Available data |

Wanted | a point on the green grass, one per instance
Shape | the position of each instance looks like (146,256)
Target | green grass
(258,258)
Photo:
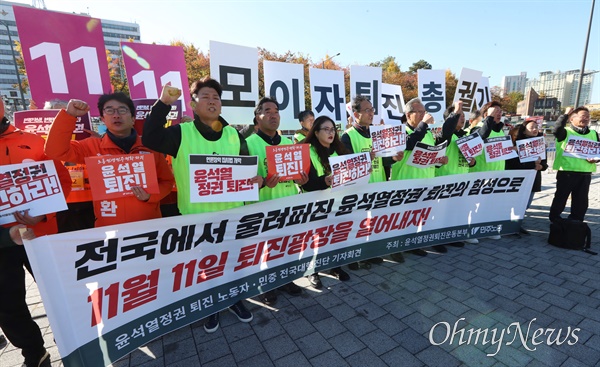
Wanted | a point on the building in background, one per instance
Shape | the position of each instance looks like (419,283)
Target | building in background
(515,83)
(114,31)
(563,86)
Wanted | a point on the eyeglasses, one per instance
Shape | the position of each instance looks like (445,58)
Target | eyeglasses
(120,110)
(328,130)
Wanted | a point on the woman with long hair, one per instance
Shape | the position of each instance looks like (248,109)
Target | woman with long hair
(527,130)
(324,143)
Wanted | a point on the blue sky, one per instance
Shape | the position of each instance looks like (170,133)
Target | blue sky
(497,37)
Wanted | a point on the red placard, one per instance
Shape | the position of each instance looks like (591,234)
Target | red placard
(38,122)
(288,161)
(64,56)
(112,176)
(149,67)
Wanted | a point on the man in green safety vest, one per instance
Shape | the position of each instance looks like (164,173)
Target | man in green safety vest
(268,119)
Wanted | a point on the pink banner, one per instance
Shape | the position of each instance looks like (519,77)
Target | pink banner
(149,67)
(64,56)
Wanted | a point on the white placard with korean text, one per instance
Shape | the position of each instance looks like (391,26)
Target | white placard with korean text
(499,148)
(350,170)
(466,89)
(392,104)
(432,92)
(366,81)
(33,187)
(285,82)
(582,148)
(388,140)
(328,95)
(222,178)
(424,155)
(236,68)
(531,149)
(108,291)
(470,146)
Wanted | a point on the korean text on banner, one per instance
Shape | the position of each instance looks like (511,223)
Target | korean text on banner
(112,176)
(424,155)
(129,284)
(288,161)
(388,140)
(499,149)
(531,149)
(32,186)
(350,170)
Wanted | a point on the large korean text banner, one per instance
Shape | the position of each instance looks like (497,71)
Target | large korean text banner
(110,290)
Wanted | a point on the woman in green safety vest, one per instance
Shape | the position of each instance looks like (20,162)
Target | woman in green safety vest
(324,143)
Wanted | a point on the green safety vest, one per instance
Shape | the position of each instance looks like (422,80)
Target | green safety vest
(361,144)
(457,163)
(562,163)
(402,171)
(258,147)
(192,142)
(482,165)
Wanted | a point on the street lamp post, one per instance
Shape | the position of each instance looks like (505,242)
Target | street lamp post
(12,51)
(582,71)
(329,58)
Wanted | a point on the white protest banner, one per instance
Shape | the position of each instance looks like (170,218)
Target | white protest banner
(432,92)
(108,291)
(366,81)
(350,170)
(392,104)
(288,161)
(470,146)
(582,148)
(483,93)
(388,140)
(499,148)
(30,186)
(424,155)
(285,82)
(327,94)
(531,149)
(222,178)
(466,89)
(236,68)
(149,67)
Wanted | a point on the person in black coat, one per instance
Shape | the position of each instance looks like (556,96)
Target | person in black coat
(528,129)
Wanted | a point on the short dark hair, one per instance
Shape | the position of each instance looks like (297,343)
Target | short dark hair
(204,83)
(357,101)
(304,114)
(263,100)
(119,97)
(577,110)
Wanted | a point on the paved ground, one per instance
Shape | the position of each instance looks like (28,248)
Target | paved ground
(383,317)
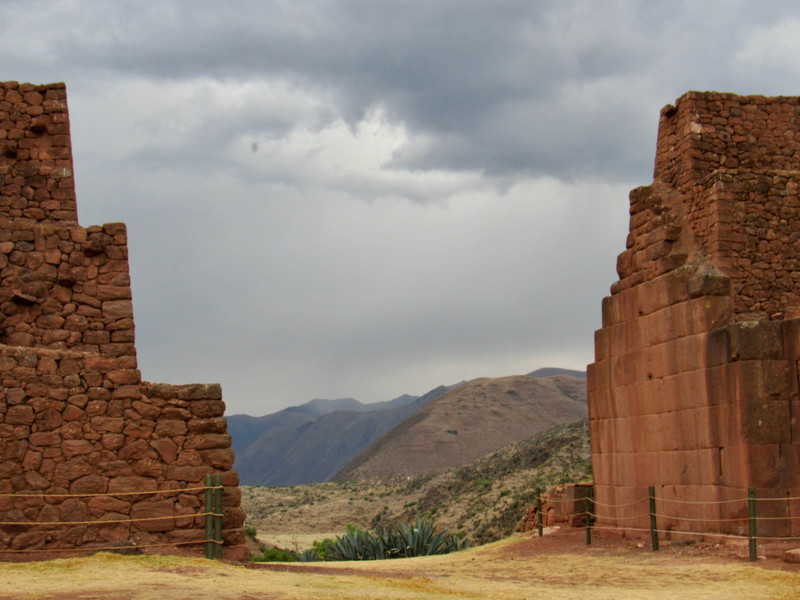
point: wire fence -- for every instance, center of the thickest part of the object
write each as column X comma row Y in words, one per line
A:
column 610, row 519
column 212, row 534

Action item |
Starting with the first line of the material, print each line exactly until you have printed the line with "Wanted | a point on the man", and skip the pictures.

Response to the task |
Wanted | a point on the green grass, one per instance
Shape | the position of each instance looks like (146,256)
Target | green grass
(258,258)
Photo:
Wanted | a point on the building in background, one per instance
Shape | the position of each instance looks like (419,283)
Target | building in background
(515,83)
(114,31)
(563,86)
Wanted | a point on the eyeglasses, one per instance
Shape | the position of each instance looks like (445,58)
Target | eyeglasses
(120,110)
(328,130)
Wanted | a point on the woman with long hair, one per instance
Shape | the position of each instance looks like (248,109)
Target | woman with long hair
(527,130)
(324,143)
Wanted | a point on the blue sky, one per instance
Shape | the position of each instance looks like (170,133)
Target | blue sky
(497,37)
Wanted | a point on the red placard, one per instance
Shape | the position of each instance looks like (591,234)
Target | red placard
(38,122)
(288,161)
(64,56)
(112,176)
(149,67)
Wanted | a point on the man in green safety vest, one per instance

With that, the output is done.